-- Begin RECORDS SHOWN --

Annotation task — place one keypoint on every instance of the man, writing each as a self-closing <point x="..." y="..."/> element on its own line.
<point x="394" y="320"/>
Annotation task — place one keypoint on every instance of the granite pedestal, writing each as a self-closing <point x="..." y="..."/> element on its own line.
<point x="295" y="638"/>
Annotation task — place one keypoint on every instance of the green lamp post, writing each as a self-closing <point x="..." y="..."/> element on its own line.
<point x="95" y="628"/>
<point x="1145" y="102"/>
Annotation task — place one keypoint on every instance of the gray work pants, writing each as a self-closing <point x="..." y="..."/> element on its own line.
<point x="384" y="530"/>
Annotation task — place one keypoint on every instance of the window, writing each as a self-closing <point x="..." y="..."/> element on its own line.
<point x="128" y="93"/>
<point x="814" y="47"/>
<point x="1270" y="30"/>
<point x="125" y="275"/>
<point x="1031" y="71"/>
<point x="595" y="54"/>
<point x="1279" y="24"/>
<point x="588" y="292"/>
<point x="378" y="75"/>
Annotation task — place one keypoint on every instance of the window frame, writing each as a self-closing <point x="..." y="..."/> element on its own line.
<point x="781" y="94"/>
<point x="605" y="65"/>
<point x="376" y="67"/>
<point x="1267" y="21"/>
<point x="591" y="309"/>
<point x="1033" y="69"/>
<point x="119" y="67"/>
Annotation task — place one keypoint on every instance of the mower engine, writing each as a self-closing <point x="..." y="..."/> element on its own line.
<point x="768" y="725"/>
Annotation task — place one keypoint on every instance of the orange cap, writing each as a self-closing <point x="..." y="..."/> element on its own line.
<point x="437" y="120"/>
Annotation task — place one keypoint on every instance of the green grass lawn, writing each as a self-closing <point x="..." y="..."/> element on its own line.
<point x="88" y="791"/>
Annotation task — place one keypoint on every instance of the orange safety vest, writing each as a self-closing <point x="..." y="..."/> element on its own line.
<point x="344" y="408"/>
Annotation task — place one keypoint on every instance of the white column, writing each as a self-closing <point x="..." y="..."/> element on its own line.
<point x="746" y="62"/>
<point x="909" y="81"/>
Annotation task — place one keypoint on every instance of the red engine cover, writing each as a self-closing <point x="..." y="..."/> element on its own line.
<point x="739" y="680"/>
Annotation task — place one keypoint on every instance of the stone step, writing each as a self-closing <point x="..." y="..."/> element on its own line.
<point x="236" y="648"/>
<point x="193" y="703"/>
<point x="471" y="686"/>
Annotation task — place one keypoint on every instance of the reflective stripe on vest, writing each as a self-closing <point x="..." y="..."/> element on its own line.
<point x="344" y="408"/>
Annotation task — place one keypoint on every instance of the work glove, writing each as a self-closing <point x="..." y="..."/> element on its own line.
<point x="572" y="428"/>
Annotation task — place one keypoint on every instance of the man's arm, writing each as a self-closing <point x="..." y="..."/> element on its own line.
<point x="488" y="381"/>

-- End RECORDS SHOWN --

• DIRECTIONS FOR THIS TASK: Reproduce every line above, keeping every character unchanged.

• FINAL RESULT:
Annotation task — place one keypoint on every instance of the man, writing each as a self-closing <point x="..." y="..."/> element on its own line.
<point x="394" y="320"/>
Annotation task — place one keypoint on every instance of the granite pedestal, writing each as a self-closing <point x="..." y="..."/> element on its own line.
<point x="295" y="638"/>
Annotation task — place one keypoint on every instance of the green lamp post, writing each as a self-closing <point x="..." y="..."/> element on its own line.
<point x="95" y="628"/>
<point x="1145" y="102"/>
Annotation task — place one keypoint on every instance of the gray work pants, writing each as a self-closing <point x="..." y="..."/> element on its own line.
<point x="384" y="530"/>
Annotation task — place one keypoint on every instance of the window, writing each as a self-closing <point x="..." y="..."/> element on its own line.
<point x="128" y="93"/>
<point x="814" y="47"/>
<point x="1270" y="30"/>
<point x="125" y="275"/>
<point x="1031" y="71"/>
<point x="595" y="54"/>
<point x="1279" y="24"/>
<point x="588" y="292"/>
<point x="378" y="75"/>
Annotation task — place one keypoint on every instance of the window frame, writing each as a self-closing <point x="..." y="..."/> element on its own line.
<point x="781" y="94"/>
<point x="605" y="65"/>
<point x="376" y="67"/>
<point x="1267" y="21"/>
<point x="591" y="309"/>
<point x="1033" y="69"/>
<point x="119" y="67"/>
Annotation task — place one keypoint on every instance of the mower engine, writing each as a self-closing <point x="..." y="..."/> element on its own line.
<point x="768" y="725"/>
Annotation task — place one keypoint on every instance of the orange cap, writing each as a self-closing <point x="..." y="..."/> element on its own line.
<point x="437" y="120"/>
Annotation task — place one keypoint on every instance of the green grass lawn, writing each as a self-closing <point x="..." y="..."/> element on its own line.
<point x="88" y="791"/>
Annotation task — place one keypoint on every instance of the orange safety vest, writing each as a self-closing <point x="..." y="..."/> element on its own line.
<point x="344" y="408"/>
Annotation task — place one keypoint on every instance of the white column, writing each as a self-closing <point x="..." y="..."/> element on its own line.
<point x="746" y="62"/>
<point x="909" y="81"/>
Annotation task — place one keypoint on every instance of the red engine cover, writing each as a self-closing <point x="..." y="..."/> element on its own line.
<point x="739" y="680"/>
Annotation task — place one keypoint on every instance of the stone step, writing each as a self-closing <point x="..." y="..."/> element on its own line.
<point x="236" y="648"/>
<point x="193" y="703"/>
<point x="471" y="686"/>
Annotation task — place one keypoint on every instance of the reflective stripe on vest, writing each as a self-closing <point x="..." y="..."/> element on its own line.
<point x="344" y="408"/>
Annotation task — place one keypoint on every instance of the work glove, writing each as a self-closing <point x="..." y="..."/> element on its own line.
<point x="572" y="428"/>
Annotation task — place one keypoint on every instance of the man's arm, writing each as a self-closing <point x="..." y="..."/> element on its own line.
<point x="488" y="381"/>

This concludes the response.